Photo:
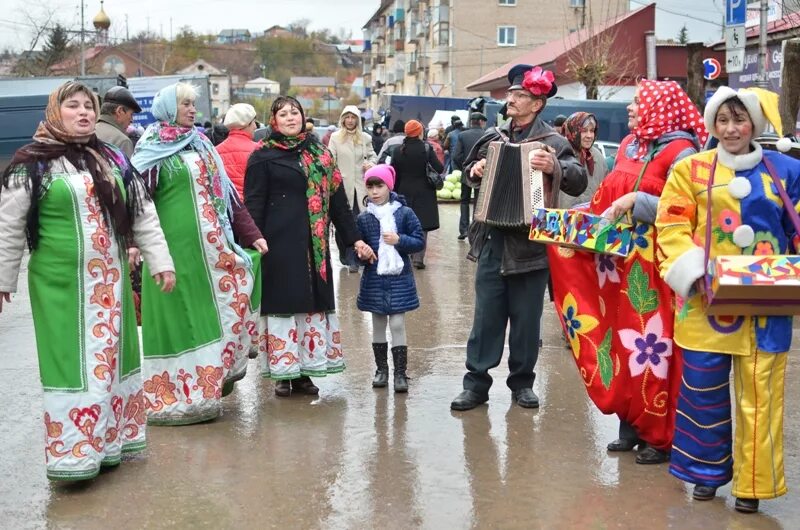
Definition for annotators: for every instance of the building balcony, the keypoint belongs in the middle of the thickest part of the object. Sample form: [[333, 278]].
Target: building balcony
[[440, 55]]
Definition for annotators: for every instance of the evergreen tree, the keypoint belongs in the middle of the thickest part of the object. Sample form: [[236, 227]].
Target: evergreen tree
[[56, 49]]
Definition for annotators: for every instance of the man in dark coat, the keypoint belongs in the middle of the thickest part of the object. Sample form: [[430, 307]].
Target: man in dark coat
[[116, 114], [512, 271], [463, 145]]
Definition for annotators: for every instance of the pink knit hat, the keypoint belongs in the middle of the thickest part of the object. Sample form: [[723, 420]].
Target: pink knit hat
[[385, 172]]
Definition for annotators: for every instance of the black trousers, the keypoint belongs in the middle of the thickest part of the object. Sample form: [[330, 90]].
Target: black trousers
[[347, 255], [500, 300]]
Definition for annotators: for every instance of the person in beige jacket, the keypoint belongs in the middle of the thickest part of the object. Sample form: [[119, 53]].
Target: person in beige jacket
[[352, 149]]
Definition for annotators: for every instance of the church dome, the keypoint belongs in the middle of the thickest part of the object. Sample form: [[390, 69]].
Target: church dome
[[101, 20]]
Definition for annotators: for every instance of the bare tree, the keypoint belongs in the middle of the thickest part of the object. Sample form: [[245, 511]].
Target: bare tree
[[600, 55]]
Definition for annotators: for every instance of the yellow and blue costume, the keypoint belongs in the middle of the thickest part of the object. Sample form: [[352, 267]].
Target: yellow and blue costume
[[747, 216]]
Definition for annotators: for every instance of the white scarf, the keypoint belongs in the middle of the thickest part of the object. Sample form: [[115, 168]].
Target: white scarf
[[389, 261]]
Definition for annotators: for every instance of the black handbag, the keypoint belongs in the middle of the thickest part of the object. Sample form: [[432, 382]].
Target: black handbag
[[435, 178]]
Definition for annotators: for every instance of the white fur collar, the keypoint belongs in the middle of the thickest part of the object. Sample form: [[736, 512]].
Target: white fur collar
[[740, 162]]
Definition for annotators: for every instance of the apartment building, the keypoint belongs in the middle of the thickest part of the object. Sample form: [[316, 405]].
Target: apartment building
[[436, 47]]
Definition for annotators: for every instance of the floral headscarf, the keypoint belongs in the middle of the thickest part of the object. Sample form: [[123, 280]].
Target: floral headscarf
[[51, 141], [323, 181], [165, 138], [664, 108], [572, 132]]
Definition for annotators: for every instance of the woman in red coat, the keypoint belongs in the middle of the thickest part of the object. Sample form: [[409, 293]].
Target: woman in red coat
[[236, 149], [617, 313]]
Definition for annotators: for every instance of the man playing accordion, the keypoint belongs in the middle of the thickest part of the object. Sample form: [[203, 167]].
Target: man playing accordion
[[512, 271]]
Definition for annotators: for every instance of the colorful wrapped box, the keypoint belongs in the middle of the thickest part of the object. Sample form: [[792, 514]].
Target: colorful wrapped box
[[753, 285], [581, 230]]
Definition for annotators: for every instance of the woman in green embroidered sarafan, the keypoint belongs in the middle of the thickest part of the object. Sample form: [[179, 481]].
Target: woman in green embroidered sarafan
[[293, 192]]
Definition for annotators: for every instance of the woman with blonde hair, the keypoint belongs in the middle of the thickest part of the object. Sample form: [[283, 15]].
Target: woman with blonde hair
[[197, 339], [352, 150], [80, 204]]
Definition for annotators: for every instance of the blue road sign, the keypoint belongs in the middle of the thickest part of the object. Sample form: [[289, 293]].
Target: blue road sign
[[735, 12]]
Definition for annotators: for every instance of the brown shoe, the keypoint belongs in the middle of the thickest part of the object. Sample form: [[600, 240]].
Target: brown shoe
[[303, 384], [283, 389]]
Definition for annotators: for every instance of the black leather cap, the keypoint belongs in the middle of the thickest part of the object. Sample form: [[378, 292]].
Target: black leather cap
[[122, 96]]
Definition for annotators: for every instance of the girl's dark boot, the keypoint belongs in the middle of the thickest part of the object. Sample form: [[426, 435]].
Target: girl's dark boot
[[400, 356], [380, 349]]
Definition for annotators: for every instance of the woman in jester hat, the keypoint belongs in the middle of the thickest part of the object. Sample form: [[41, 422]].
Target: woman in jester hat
[[293, 191], [617, 313], [196, 340], [81, 204], [734, 200]]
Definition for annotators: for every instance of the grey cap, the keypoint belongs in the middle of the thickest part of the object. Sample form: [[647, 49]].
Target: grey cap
[[122, 96]]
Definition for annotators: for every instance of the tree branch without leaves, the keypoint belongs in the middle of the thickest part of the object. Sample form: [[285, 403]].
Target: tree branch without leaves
[[600, 59]]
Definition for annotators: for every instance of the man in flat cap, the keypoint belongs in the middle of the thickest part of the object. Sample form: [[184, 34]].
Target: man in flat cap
[[512, 271], [116, 113]]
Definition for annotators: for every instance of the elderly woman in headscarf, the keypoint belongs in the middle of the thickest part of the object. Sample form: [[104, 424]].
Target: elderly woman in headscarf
[[197, 339], [617, 313], [352, 151], [80, 205], [294, 191], [580, 130], [736, 199]]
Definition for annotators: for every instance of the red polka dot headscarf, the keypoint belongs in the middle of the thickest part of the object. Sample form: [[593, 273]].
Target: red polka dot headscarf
[[664, 108]]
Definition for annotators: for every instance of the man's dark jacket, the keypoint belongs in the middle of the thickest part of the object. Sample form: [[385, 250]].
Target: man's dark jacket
[[466, 141], [521, 255]]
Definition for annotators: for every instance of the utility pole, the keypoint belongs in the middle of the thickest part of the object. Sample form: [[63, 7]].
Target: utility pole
[[763, 82], [83, 54]]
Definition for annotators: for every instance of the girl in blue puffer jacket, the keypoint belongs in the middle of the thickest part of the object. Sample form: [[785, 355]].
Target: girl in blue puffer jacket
[[388, 289]]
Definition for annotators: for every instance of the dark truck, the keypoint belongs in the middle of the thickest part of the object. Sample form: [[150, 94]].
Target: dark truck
[[22, 104], [23, 100]]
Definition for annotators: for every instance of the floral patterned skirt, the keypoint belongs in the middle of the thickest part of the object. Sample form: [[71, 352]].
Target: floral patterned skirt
[[305, 344], [617, 315]]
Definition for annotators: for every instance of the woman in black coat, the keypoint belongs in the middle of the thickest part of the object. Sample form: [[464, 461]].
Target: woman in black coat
[[293, 192], [410, 161]]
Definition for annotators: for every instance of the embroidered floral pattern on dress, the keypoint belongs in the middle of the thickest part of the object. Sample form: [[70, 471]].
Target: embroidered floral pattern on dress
[[575, 324], [649, 349], [606, 267]]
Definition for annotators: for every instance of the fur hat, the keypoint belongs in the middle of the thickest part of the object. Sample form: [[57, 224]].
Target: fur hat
[[239, 116], [748, 98], [533, 79], [384, 172]]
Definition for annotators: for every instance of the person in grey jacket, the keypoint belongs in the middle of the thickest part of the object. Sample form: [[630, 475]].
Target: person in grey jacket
[[512, 271], [463, 145], [116, 114]]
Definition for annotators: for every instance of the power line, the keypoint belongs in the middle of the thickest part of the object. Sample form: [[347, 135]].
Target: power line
[[684, 15]]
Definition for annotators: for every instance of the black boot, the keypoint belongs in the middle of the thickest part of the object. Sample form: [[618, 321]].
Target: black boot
[[400, 356], [380, 349]]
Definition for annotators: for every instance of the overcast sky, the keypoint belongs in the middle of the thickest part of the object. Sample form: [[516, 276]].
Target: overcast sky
[[210, 16]]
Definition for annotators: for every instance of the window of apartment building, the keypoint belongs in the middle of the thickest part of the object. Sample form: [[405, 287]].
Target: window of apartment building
[[506, 35]]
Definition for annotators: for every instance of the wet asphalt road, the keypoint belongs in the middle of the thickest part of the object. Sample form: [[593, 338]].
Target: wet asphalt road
[[362, 458]]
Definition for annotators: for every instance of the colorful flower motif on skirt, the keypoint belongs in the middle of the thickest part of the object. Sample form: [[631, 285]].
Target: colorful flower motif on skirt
[[606, 266], [649, 349], [575, 324]]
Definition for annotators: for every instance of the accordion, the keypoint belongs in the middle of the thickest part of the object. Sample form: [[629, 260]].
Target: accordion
[[510, 190]]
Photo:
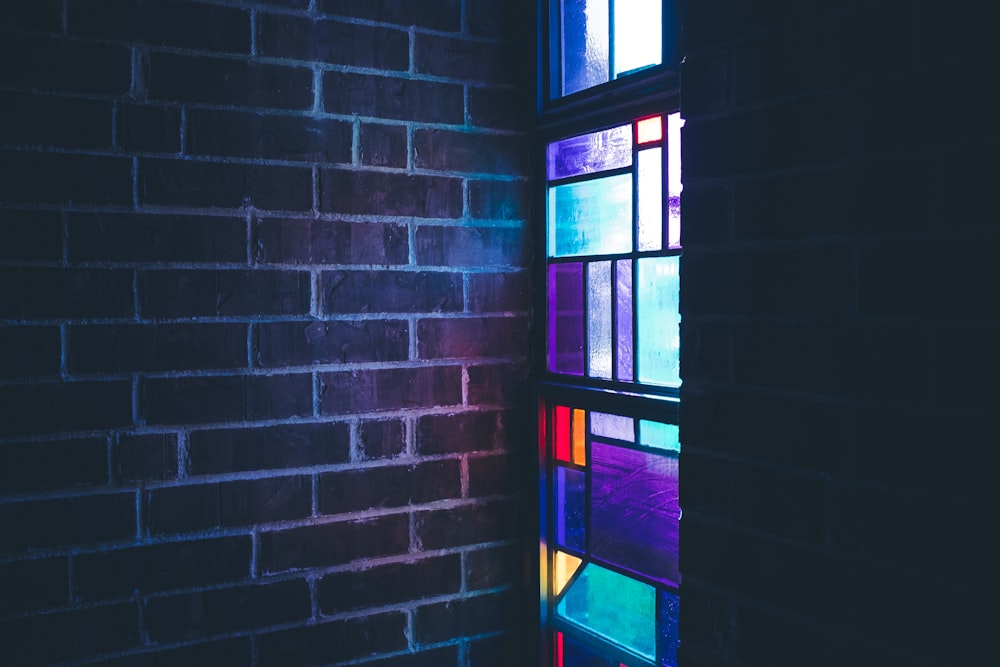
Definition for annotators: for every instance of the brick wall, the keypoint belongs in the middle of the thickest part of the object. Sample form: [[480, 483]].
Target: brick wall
[[263, 327], [840, 334]]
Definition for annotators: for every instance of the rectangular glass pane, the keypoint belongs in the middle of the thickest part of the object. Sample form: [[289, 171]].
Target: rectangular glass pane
[[638, 39], [659, 435], [634, 511], [613, 606], [650, 198], [589, 153], [658, 287], [669, 613], [580, 437], [674, 186], [607, 425], [591, 217], [570, 500], [585, 36], [624, 359], [599, 318], [565, 344]]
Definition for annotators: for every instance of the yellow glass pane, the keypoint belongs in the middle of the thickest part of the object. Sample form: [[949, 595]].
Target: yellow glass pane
[[564, 566], [580, 437]]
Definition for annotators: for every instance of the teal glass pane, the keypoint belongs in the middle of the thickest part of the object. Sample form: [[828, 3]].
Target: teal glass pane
[[585, 34], [599, 318], [624, 359], [669, 613], [658, 292], [659, 435], [589, 153], [591, 217], [607, 425], [638, 38], [613, 606], [650, 196]]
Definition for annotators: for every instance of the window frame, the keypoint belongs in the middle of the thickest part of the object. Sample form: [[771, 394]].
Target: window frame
[[651, 91]]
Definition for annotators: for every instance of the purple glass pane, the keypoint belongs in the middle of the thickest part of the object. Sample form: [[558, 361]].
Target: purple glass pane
[[585, 37], [599, 319], [623, 304], [589, 153], [566, 318], [569, 505], [634, 511]]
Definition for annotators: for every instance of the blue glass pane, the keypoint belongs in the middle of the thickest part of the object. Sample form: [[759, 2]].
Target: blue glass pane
[[589, 153], [566, 318], [571, 530], [585, 36], [613, 606], [634, 511], [669, 613], [650, 196], [659, 435], [591, 217], [658, 287], [599, 318], [638, 40]]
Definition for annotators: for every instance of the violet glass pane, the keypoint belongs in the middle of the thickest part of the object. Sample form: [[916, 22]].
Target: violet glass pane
[[638, 39], [591, 217], [613, 606], [590, 153], [669, 613], [623, 301], [658, 287], [650, 199], [674, 186], [634, 511], [659, 435], [565, 346], [606, 425], [585, 36], [599, 319], [570, 499]]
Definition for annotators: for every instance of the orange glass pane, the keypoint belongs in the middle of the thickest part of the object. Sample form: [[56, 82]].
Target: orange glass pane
[[561, 433], [649, 129], [580, 437]]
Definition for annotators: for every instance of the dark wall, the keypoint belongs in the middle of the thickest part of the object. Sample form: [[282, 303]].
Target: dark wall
[[840, 327], [263, 320]]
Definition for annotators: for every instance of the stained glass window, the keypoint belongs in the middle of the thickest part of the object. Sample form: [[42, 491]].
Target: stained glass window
[[609, 442]]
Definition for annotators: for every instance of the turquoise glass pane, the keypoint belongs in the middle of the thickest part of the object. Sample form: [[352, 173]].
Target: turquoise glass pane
[[585, 36], [607, 425], [624, 357], [591, 217], [669, 613], [650, 195], [589, 153], [638, 39], [613, 606], [659, 435], [599, 318], [658, 291]]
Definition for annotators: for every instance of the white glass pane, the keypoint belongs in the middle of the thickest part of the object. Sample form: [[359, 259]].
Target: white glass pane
[[638, 34]]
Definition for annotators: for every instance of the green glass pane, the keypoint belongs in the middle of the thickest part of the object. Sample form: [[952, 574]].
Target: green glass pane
[[658, 292], [619, 609], [591, 217], [659, 435]]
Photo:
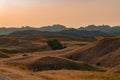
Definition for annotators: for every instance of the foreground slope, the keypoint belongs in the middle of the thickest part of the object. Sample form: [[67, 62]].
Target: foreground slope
[[104, 52]]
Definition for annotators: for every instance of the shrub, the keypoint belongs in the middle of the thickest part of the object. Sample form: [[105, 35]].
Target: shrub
[[55, 44]]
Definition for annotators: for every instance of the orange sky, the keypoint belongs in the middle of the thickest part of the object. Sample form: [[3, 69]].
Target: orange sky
[[76, 13]]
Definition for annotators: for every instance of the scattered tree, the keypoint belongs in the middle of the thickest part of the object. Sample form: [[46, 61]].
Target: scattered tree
[[55, 44]]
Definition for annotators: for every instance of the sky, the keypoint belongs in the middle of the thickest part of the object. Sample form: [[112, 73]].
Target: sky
[[71, 13]]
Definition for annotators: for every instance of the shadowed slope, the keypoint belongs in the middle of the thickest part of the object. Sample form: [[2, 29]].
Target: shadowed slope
[[103, 52], [51, 63]]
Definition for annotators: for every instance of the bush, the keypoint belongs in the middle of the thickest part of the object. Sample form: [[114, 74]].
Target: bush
[[55, 44]]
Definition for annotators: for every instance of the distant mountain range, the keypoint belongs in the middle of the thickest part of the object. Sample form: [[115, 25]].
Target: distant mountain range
[[90, 30]]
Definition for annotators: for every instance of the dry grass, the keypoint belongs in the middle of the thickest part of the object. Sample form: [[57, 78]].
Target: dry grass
[[78, 75]]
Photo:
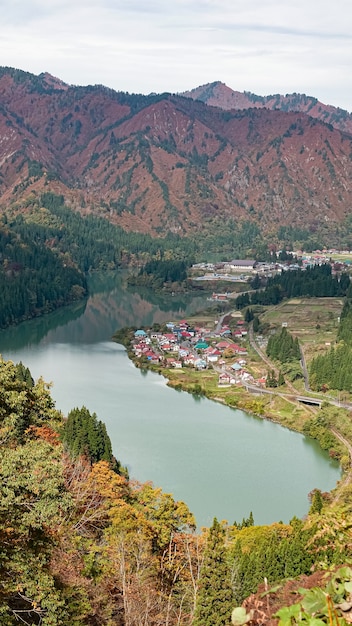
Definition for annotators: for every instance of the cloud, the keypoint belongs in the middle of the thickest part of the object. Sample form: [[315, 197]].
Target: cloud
[[144, 46]]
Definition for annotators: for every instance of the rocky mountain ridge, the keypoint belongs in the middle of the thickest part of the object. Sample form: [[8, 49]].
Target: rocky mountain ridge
[[167, 162]]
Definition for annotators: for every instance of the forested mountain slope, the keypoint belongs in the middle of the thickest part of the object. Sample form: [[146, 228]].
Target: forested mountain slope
[[82, 544], [165, 163]]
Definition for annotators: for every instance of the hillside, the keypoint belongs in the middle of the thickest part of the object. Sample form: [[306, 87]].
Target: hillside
[[220, 95], [165, 163]]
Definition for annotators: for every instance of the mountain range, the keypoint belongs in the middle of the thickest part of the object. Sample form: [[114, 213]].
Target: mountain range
[[180, 163]]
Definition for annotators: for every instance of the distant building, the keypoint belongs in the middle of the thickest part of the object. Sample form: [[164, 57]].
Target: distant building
[[242, 264]]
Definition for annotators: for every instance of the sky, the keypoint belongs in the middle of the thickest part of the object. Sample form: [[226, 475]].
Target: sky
[[154, 46]]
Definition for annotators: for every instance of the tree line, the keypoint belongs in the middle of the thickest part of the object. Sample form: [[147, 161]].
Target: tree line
[[82, 544], [316, 281]]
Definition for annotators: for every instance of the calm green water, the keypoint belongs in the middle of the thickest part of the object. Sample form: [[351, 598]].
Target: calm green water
[[220, 461]]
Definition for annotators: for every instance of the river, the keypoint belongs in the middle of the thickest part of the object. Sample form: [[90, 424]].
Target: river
[[220, 461]]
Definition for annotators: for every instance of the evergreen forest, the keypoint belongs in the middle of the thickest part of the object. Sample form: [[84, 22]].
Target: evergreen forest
[[82, 544], [332, 370]]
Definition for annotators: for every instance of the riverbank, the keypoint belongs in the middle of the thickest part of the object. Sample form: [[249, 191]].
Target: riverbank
[[277, 405]]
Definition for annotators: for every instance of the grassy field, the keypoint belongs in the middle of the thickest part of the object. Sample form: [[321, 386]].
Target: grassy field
[[313, 320]]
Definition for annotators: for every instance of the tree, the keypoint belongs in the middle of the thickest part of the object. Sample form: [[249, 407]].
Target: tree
[[215, 598]]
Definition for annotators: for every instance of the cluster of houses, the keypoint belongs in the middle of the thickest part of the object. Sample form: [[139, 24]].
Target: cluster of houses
[[182, 345]]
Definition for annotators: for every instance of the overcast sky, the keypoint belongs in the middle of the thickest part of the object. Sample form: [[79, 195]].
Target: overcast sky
[[144, 46]]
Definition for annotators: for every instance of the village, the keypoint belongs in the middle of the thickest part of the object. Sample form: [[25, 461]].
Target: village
[[181, 345]]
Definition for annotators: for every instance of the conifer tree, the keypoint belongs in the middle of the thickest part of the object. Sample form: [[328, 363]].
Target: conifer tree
[[215, 598]]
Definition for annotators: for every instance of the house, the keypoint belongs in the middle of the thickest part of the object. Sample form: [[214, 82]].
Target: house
[[241, 264], [140, 333], [201, 345], [200, 364]]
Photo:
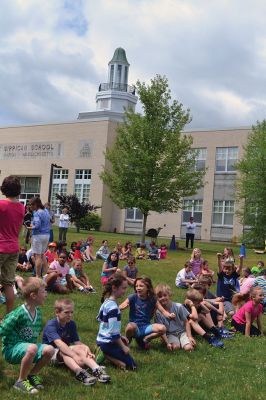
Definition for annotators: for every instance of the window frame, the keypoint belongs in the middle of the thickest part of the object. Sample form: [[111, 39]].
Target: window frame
[[226, 159], [223, 204], [195, 207]]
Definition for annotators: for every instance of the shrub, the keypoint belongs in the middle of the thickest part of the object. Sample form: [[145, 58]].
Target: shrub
[[90, 221]]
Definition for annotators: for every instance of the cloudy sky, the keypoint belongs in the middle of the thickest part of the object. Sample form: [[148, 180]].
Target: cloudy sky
[[54, 54]]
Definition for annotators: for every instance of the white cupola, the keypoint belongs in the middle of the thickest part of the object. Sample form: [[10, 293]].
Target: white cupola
[[116, 94]]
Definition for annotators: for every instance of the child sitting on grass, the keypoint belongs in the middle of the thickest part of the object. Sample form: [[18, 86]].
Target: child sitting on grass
[[113, 346], [20, 330], [58, 279], [251, 311], [142, 305], [185, 277], [205, 270], [195, 299], [141, 253], [228, 283], [178, 331], [61, 333], [130, 271], [79, 279]]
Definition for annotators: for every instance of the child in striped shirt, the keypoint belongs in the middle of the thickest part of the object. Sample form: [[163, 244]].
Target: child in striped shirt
[[112, 344]]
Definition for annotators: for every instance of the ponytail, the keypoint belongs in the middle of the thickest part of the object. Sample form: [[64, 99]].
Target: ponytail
[[115, 280]]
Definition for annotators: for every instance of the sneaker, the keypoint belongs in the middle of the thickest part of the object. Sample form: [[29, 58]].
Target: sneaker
[[213, 341], [225, 335], [100, 357], [101, 375], [25, 386], [85, 378], [35, 381], [143, 344]]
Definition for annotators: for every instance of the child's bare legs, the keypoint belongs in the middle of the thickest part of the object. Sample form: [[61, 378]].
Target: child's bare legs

-- Problem to solve --
Rewrite the stretch of the records from the line containing "form: [[432, 382]]." through the line containing "[[435, 178]]", with "handbag" replaced by "purse" and everything else unchanged. Give only those lines.

-- Completed task --
Definition for annotators: for every instance of the black purse, the keypoint belongs in the middle of the thickest part of the object. Sample form: [[432, 382]].
Target: black purse
[[435, 178]]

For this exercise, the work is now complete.